Copy exactly the lines of the data below that run from the line holding "Give bounding boxes for each mossy" through the line holding "Give bounding boxes for each tree root", both ends included.

-=-=-=-=-

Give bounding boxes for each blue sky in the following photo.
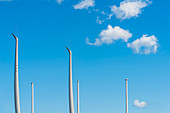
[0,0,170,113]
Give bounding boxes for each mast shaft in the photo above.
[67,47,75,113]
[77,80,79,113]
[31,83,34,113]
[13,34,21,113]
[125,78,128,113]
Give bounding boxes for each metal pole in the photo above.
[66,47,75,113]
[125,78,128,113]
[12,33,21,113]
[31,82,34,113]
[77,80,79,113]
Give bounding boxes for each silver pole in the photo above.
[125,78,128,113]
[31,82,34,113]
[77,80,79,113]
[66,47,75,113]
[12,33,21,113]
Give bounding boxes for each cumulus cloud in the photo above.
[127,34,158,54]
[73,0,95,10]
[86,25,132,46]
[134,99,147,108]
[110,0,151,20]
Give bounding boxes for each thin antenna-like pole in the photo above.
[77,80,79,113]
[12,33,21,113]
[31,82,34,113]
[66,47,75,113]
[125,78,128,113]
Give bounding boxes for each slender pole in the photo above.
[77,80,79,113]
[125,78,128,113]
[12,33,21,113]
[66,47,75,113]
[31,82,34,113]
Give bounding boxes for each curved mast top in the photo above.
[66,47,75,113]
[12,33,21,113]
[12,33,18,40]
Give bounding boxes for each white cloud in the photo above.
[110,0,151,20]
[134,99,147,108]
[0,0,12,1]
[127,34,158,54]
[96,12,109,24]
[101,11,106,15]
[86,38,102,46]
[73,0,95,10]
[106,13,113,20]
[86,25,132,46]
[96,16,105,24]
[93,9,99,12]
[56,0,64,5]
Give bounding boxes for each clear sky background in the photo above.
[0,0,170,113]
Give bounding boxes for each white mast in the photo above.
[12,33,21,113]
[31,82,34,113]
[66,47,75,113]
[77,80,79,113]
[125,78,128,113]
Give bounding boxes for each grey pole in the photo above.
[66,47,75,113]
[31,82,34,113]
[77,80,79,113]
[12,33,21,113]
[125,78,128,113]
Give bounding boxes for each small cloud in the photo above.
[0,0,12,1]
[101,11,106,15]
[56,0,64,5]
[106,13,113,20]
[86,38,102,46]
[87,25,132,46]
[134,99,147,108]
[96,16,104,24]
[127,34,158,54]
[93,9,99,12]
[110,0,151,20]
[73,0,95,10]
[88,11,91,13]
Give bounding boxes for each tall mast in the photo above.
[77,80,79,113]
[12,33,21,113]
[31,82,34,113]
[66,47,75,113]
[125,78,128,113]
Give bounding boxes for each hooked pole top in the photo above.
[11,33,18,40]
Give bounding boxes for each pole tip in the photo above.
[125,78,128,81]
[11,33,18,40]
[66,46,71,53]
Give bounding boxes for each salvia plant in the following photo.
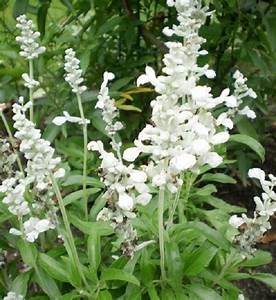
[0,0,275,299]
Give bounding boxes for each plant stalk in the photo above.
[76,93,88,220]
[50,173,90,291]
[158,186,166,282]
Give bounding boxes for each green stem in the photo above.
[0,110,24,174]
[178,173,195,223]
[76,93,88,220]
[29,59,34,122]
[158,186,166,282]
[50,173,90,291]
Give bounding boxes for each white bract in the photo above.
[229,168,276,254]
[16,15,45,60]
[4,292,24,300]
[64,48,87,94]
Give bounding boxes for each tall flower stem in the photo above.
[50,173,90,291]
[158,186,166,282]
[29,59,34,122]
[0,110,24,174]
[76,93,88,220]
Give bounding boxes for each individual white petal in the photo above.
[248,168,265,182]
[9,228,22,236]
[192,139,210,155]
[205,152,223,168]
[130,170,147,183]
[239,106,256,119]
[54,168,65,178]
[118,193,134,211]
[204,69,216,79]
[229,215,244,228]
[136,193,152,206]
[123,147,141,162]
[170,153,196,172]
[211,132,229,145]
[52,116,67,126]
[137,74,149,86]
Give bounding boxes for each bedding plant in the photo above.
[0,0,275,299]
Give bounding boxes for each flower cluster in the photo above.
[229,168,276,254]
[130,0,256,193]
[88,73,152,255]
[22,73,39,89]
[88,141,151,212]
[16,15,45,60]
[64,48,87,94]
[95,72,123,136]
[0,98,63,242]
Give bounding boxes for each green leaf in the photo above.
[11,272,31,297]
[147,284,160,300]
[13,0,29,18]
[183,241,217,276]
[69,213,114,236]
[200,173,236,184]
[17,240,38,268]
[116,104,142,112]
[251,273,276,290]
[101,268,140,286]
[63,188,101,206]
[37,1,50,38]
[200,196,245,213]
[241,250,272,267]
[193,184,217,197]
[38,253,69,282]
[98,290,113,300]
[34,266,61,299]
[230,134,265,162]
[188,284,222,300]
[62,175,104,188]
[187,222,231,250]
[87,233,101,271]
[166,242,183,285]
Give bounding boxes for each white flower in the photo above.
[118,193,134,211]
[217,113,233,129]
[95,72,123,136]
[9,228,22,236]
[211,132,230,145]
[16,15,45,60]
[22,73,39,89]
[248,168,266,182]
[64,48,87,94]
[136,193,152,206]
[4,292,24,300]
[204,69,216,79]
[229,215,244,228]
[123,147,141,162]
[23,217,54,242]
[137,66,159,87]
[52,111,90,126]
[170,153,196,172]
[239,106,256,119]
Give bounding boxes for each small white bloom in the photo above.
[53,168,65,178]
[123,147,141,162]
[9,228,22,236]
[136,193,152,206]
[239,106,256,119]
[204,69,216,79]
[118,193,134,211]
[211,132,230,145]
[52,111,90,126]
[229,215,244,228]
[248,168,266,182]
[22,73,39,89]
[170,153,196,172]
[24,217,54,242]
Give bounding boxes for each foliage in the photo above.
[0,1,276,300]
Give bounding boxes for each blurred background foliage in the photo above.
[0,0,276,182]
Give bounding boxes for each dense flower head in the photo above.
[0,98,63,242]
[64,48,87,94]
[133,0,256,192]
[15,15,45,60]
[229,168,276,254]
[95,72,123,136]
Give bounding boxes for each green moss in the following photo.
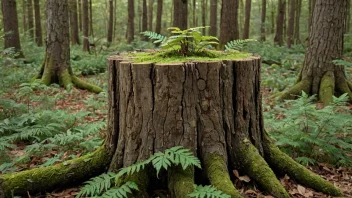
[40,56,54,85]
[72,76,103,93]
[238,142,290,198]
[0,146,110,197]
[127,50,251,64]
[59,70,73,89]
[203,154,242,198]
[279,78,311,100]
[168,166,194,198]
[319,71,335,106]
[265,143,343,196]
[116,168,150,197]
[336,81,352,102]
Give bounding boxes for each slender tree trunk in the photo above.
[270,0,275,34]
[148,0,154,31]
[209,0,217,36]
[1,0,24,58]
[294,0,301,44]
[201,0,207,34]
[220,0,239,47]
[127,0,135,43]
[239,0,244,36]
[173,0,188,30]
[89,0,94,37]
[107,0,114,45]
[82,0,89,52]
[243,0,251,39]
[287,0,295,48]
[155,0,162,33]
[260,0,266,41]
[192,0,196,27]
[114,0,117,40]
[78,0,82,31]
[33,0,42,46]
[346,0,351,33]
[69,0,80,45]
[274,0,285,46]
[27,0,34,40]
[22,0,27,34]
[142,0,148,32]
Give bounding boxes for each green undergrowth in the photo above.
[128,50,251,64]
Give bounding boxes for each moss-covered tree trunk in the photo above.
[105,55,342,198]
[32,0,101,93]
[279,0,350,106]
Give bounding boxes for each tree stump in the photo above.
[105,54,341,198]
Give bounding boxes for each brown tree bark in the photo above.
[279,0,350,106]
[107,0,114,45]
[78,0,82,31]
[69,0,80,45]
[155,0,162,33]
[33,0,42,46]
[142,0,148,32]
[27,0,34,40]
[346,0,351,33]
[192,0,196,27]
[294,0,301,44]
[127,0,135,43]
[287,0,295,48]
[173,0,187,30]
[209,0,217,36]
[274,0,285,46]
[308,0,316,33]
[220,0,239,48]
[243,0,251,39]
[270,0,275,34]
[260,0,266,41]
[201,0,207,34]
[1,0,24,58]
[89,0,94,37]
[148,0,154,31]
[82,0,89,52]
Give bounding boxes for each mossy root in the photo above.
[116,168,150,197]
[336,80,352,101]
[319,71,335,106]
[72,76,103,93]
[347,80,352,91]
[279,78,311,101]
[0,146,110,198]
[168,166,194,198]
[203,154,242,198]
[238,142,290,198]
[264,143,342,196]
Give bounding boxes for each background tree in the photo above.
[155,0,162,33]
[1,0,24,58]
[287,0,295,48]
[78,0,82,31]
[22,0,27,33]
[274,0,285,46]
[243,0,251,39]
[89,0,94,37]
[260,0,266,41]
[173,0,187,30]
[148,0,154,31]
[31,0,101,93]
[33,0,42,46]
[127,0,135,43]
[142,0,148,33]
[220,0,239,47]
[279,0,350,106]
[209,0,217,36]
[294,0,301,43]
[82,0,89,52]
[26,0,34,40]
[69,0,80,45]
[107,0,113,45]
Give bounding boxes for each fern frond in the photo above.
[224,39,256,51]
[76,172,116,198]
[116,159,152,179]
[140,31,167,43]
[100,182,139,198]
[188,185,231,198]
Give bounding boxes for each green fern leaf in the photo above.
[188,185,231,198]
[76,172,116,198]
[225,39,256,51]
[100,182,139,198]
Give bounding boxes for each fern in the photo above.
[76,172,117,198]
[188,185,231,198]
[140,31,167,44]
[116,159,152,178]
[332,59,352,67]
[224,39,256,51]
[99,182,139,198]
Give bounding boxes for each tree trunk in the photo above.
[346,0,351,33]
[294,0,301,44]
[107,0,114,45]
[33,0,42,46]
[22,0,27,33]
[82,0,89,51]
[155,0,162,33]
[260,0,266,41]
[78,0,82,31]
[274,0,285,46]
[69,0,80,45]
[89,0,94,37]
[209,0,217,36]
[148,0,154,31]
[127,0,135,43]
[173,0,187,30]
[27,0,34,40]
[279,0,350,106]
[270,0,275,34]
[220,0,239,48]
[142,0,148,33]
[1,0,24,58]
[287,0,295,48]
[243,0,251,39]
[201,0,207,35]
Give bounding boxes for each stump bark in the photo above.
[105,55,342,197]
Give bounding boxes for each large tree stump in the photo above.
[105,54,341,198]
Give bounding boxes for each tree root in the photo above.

-=-=-=-=-

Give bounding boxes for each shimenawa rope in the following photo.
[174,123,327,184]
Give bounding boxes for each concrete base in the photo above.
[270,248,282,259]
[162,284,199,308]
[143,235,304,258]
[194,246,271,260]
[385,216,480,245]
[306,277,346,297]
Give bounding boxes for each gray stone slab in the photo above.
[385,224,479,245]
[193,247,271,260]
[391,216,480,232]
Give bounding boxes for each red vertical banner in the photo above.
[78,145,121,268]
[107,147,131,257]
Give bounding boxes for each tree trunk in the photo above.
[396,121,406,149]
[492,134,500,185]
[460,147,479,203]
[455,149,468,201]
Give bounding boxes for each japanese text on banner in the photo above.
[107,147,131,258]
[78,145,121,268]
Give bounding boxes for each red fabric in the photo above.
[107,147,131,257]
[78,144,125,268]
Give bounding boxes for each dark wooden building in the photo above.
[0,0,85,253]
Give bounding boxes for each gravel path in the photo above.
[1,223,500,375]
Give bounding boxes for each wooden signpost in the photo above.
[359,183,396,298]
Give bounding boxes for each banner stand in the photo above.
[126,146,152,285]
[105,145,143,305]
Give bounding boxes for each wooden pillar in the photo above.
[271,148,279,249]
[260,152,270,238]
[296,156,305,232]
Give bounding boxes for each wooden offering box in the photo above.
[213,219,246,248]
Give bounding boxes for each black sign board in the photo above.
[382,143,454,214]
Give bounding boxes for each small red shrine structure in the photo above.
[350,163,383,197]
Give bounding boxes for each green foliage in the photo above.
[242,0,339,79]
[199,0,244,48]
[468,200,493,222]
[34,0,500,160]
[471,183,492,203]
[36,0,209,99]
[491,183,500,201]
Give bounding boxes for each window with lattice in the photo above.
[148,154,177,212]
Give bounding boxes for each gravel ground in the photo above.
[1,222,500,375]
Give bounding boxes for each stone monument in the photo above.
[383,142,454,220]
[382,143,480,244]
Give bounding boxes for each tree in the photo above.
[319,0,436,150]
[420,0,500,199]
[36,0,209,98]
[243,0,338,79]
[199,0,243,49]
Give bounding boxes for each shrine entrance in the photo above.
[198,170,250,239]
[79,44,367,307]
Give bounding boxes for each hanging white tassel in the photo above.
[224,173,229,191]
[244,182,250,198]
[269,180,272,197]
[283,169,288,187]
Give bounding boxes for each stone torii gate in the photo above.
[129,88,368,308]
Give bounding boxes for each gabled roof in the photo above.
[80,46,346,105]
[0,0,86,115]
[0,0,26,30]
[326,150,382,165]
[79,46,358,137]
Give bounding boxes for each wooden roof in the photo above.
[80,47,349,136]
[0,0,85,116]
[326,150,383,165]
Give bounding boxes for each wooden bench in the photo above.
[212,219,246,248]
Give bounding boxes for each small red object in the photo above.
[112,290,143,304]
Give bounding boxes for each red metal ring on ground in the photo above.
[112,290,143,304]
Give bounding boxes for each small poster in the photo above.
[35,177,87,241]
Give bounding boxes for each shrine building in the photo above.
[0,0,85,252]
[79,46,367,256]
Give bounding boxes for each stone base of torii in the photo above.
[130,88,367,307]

-=-=-=-=-

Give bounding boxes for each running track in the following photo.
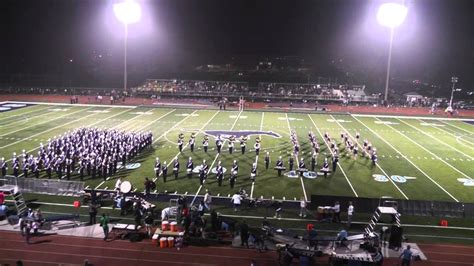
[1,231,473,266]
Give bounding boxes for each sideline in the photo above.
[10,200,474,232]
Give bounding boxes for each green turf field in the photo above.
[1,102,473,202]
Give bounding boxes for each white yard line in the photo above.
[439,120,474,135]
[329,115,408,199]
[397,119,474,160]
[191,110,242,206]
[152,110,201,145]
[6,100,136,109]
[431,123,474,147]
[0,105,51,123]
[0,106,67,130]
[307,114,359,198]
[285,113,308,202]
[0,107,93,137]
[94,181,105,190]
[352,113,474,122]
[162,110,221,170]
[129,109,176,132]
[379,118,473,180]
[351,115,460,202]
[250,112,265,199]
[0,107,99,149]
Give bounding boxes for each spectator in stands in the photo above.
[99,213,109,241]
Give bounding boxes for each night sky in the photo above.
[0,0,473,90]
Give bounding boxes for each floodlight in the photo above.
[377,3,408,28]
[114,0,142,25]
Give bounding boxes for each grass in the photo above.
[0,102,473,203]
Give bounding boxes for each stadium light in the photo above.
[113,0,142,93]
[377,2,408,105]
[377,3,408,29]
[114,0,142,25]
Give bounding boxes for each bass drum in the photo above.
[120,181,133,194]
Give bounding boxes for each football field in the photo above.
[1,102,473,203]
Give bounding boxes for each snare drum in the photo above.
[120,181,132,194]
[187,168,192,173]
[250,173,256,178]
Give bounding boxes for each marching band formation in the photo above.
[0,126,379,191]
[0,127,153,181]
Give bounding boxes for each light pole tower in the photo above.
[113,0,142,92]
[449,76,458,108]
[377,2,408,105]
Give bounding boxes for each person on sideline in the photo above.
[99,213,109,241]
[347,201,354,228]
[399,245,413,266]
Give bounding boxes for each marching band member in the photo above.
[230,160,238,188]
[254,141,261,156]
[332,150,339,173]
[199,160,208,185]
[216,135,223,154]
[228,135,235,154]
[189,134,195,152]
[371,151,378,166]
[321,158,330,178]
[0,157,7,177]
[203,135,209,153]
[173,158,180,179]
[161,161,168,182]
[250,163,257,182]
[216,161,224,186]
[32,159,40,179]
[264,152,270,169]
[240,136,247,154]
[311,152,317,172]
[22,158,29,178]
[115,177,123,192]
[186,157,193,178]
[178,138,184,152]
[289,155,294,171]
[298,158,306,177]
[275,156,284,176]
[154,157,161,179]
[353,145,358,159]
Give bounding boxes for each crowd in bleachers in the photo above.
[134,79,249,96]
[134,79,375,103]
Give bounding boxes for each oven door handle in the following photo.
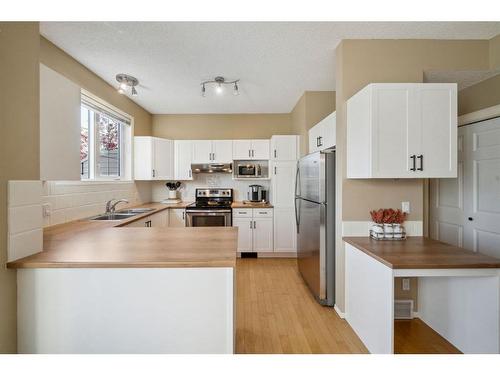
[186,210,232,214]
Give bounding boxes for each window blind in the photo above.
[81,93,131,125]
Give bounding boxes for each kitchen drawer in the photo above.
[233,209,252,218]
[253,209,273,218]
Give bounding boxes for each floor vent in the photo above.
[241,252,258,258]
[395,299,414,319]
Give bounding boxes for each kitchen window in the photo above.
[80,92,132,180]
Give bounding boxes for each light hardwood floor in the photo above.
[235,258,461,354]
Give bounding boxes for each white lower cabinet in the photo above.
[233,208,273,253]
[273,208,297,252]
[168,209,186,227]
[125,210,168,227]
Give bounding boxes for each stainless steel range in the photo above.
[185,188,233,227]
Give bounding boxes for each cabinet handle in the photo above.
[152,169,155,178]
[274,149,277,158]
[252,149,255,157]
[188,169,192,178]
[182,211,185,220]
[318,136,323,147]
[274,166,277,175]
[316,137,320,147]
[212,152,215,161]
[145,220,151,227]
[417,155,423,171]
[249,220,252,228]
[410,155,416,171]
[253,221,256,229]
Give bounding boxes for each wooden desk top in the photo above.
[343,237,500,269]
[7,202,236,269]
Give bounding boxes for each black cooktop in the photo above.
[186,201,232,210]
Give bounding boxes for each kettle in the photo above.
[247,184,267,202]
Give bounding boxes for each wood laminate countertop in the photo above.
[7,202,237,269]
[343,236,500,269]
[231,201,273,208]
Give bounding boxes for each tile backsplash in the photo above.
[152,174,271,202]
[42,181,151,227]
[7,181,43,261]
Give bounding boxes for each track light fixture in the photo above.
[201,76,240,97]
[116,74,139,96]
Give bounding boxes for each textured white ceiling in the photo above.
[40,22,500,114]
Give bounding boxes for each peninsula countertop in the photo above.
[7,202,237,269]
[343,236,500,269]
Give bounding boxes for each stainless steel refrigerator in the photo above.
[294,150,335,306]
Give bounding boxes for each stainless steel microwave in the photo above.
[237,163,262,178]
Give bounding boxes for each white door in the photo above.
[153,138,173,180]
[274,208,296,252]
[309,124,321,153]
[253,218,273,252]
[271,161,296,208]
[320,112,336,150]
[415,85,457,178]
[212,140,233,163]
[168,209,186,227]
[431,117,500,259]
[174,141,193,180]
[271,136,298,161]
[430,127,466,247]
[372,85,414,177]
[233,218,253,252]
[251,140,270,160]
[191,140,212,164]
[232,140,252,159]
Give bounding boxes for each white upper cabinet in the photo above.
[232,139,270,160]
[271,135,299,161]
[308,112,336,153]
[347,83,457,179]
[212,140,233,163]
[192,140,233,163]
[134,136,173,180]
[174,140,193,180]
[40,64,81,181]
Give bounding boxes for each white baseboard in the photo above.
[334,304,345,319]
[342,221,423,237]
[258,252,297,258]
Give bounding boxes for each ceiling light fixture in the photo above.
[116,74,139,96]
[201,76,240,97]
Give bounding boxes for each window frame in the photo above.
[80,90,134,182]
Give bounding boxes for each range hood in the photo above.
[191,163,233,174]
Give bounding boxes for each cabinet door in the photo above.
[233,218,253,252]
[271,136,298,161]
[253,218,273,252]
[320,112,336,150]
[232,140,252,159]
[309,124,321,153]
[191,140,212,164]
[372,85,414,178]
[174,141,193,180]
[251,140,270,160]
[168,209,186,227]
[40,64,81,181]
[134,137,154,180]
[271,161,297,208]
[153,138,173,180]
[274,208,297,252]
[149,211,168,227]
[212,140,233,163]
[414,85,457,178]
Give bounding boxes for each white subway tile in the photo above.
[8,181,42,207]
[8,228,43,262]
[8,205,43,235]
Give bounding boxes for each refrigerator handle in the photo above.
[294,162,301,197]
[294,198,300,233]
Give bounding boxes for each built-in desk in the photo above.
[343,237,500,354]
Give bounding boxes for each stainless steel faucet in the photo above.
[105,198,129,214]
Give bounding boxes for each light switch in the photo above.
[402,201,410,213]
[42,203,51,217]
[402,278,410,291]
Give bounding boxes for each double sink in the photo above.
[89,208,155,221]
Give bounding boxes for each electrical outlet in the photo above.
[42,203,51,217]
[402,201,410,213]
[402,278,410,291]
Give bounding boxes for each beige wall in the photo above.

-=-=-=-=-

### Your solution
Give bounding boxes for each mossy root in the photo above.
[116,168,150,197]
[336,80,352,101]
[319,71,335,106]
[72,76,103,93]
[347,80,352,91]
[279,78,311,101]
[0,146,110,198]
[168,166,194,198]
[203,154,242,198]
[238,142,290,198]
[264,143,342,196]
Give bounding boxes for each background tree in the photo above.
[155,0,162,33]
[1,0,24,58]
[287,0,295,48]
[78,0,82,31]
[22,0,27,33]
[274,0,285,46]
[243,0,251,39]
[89,0,94,37]
[260,0,266,41]
[173,0,187,30]
[148,0,154,31]
[31,0,101,93]
[33,0,42,46]
[127,0,135,43]
[142,0,148,33]
[220,0,239,47]
[279,0,350,106]
[209,0,217,36]
[294,0,301,43]
[82,0,89,52]
[26,0,34,40]
[69,0,80,45]
[107,0,113,45]
Give bounding boxes for each fern frond in the photo above.
[224,39,256,51]
[76,172,116,198]
[116,159,152,179]
[140,31,167,43]
[100,182,139,198]
[188,185,231,198]
Give bounding boxes for each green fern leaf in the photo above.
[188,185,231,198]
[76,172,116,198]
[225,39,256,51]
[100,182,139,198]
Give bounding boxes for each fern in the photo above.
[76,172,117,198]
[188,185,231,198]
[140,31,167,44]
[116,159,152,178]
[332,59,352,67]
[224,39,256,51]
[99,182,139,198]
Give bounding boxes for each tree trunk in the photo above.
[346,0,351,33]
[294,0,301,44]
[107,0,114,45]
[33,0,42,46]
[22,0,27,33]
[82,0,89,51]
[155,0,162,33]
[260,0,266,41]
[78,0,82,31]
[274,0,285,46]
[69,0,80,45]
[89,0,94,37]
[209,0,217,36]
[148,0,154,31]
[127,0,135,43]
[173,0,187,30]
[27,0,34,40]
[279,0,350,106]
[270,0,275,34]
[220,0,239,48]
[142,0,148,33]
[1,0,24,58]
[287,0,295,48]
[243,0,251,39]
[201,0,207,35]
Give bounding boxes for each stump bark in the photo above.
[105,55,342,197]
Give bounding boxes for each large tree stump in the photo above.
[105,54,341,198]
Give bounding boxes for each tree root in the photo above.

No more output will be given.